◆ **Job**
Give back exactly the lines running from the line with "If you would be so good as to mark the concrete" to the end of the entries, and only those lines.

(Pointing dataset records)
=-=-=

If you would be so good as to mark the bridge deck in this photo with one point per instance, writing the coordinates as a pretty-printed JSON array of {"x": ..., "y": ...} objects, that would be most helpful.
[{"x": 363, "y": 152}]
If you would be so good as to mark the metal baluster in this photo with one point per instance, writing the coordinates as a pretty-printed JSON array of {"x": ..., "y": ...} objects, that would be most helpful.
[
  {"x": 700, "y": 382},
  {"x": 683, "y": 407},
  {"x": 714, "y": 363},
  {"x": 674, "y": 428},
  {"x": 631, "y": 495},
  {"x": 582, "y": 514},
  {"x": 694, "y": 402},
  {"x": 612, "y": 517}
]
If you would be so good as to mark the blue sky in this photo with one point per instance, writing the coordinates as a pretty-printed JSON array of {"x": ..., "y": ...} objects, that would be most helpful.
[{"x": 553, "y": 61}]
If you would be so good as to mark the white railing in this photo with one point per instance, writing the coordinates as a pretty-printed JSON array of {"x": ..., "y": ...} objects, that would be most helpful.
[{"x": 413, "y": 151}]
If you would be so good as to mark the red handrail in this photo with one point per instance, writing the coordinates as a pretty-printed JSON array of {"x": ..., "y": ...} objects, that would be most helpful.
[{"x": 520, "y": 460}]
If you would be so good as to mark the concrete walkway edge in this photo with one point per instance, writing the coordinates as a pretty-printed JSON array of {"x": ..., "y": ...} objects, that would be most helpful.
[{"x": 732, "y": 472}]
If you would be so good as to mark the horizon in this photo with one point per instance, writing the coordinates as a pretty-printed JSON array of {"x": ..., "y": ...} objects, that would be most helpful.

=-=-=

◆ **Answer to this problem**
If you would be so good as to mark the concrete walkway edge in this photo with one point per instance, writing the coordinates as a pretty-printed JSON array of {"x": ..., "y": ...} objects, that would be most helpful.
[{"x": 732, "y": 472}]
If you would be so good as to mark the horizon in this photo with one point per instance, writing the coordinates as a pretty-printed JSON array of {"x": ..., "y": ...} objects, that would be most helpful.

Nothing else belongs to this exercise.